EXERCISE OBJECTIVE: Set down the entries once more, exactly as they are written.

DATASET:
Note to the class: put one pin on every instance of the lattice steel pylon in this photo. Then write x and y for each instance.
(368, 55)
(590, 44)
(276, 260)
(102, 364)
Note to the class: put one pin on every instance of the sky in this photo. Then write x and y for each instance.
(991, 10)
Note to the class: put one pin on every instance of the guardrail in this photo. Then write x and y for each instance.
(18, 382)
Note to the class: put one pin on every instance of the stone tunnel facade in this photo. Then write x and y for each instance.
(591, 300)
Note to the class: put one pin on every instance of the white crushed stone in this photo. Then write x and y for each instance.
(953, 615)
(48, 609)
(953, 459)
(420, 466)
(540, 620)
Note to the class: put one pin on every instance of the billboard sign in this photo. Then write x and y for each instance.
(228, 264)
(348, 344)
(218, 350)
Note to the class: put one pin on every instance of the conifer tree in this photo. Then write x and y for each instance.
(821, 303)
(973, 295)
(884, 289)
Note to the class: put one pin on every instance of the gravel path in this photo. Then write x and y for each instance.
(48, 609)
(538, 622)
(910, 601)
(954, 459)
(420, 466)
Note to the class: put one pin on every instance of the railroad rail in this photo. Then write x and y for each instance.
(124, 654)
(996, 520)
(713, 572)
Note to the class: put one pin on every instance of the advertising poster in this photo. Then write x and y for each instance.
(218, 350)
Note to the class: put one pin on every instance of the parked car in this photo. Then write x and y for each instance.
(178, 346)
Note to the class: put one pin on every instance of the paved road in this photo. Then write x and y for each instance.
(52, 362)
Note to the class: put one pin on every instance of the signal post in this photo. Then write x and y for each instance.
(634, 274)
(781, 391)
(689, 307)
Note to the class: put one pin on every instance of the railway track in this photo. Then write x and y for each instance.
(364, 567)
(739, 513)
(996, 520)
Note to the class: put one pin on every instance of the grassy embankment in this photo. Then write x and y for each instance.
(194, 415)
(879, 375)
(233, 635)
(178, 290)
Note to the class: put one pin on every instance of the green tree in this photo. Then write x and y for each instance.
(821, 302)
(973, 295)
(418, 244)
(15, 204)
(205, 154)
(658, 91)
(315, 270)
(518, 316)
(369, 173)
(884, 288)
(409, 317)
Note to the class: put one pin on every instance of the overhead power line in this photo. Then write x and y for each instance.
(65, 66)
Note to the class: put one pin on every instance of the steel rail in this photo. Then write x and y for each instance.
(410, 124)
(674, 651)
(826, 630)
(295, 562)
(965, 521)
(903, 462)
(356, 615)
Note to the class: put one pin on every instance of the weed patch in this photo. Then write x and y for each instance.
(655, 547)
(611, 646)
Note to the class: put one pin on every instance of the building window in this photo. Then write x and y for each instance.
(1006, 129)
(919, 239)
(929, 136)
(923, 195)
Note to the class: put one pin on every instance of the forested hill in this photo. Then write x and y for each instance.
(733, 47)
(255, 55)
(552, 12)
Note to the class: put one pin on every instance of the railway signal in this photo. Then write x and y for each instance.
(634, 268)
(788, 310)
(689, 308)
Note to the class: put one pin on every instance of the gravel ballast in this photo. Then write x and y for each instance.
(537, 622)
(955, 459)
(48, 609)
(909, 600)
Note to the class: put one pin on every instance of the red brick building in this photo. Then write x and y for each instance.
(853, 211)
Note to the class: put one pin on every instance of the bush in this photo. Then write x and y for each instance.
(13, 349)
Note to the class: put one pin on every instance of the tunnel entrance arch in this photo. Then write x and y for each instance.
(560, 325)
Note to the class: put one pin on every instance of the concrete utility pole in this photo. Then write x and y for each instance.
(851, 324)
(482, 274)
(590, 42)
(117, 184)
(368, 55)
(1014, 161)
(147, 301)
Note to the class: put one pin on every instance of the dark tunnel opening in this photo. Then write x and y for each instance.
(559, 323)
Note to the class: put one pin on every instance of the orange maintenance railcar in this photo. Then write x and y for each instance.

RESULT:
Note to the class: put one pin on every instance of the lattice steel pylon in this photo. Then write x and y for each instance.
(368, 55)
(590, 44)
(276, 260)
(102, 364)
Note to the class: put one pin on every instance of the sky in this photo. Then write x and y for each instance.
(991, 10)
Note to the class: put one pin on every instance of the guardrail in this photo. Then write x and y for each instance.
(18, 382)
Note to the class: put one pin on every instance of the stone tunnel facade in this photo. Then write x and y for each instance.
(591, 300)
Note to the class: put one pin on every instance of the white crushed stone in this photo. Then write x and y for each instance.
(953, 615)
(48, 609)
(953, 459)
(420, 466)
(540, 620)
Note to the class: put one pin on every instance of the billboard sign in this photo. Then write x and y for each instance.
(228, 264)
(348, 344)
(218, 350)
Note to the class: put one pin on every instance of the conifer tree in this photo. Then write x and y for each instance.
(821, 303)
(973, 295)
(884, 289)
Note to the class: put one pin on every instance of the gravel path in this photo. Then write x and y for each instance.
(48, 609)
(538, 622)
(910, 601)
(954, 459)
(420, 466)
Note to the class: put one pin on every instance of the railroad rail in this photo. Then write x and y for each instance.
(124, 654)
(996, 520)
(713, 572)
Note to the class: put one pin on every instance of the advertising poster in this photo. Then write x and y for each instance.
(218, 350)
Note to the class: put one pin on every instance of the parked car in this photo. Then write x and y for each instance.
(178, 346)
Note to the class: put one pin on every instance of the paved road in this photo. Then write x and y for each instance.
(52, 362)
Note to the class: put one pin on every instance of the signal post in this photo. Then write x and y for each instance.
(634, 274)
(781, 391)
(689, 307)
Note to the class: put one pin on every instance of the railway track in this photo. Then write x and y for each instance.
(364, 567)
(739, 513)
(996, 520)
Note to the class: put one pin on every instance of the grassy embankment in this photo. Then write x and y for each instance.
(194, 415)
(879, 375)
(233, 635)
(178, 290)
Note to the class: put one pin on every instance of the green tree in this photo. Then write x and y for each instance.
(821, 302)
(973, 295)
(418, 244)
(15, 204)
(205, 154)
(658, 91)
(315, 270)
(518, 316)
(369, 173)
(884, 288)
(409, 317)
Note to the class: put one pin on every instance of the overhead power line in this photo. Then write x and y for each instance.
(65, 66)
Note to the class: put one pin on every instance of the steel rail in this photo. Then write x and y for each instance.
(410, 124)
(674, 651)
(826, 630)
(295, 562)
(965, 521)
(903, 462)
(356, 615)
Note to the class: put one pin on every instance of the weed patch in this photo. Then write x and y for each instance.
(655, 547)
(611, 646)
Note to the class: put one pin on every instance of the building window in this photo. Then write x and y for each instance.
(1006, 129)
(919, 239)
(929, 136)
(923, 195)
Note to the class: put one pin on every instance of the forested hill in this photo. Then write x and y for each instance.
(733, 47)
(255, 55)
(552, 12)
Note to the class: put one pin on every instance of the railway signal in this photo. Then write x and y for each instance.
(634, 268)
(788, 310)
(689, 308)
Note to the class: put one pin on every instance of the gravel ballast in this photo. Then write x and y for each instance.
(537, 622)
(955, 459)
(48, 609)
(909, 600)
Note to the class: put one pin on every instance of the red brick building in this photo. Then write x and y for each instance.
(853, 211)
Note to the class: put one pin on every instance of the bush in this photo. Then write x and y for each instance.
(13, 349)
Note to the class: put one pin on every instance of the tunnel entrance arch in this photo. Then write x and y for each instance.
(560, 325)
Note to the class: put one pin on every instance of the concrete utility pole in this photo. Then write x and y for each instance.
(851, 324)
(482, 274)
(590, 42)
(117, 184)
(368, 55)
(1014, 161)
(147, 301)
Note to the class: put one pin on every instance of the dark tunnel opening in this photo. Then write x and y for each instance.
(559, 323)
Note to the class: put one pin on every instance of the orange maintenance railcar in this photo. Then write x and y for each instance.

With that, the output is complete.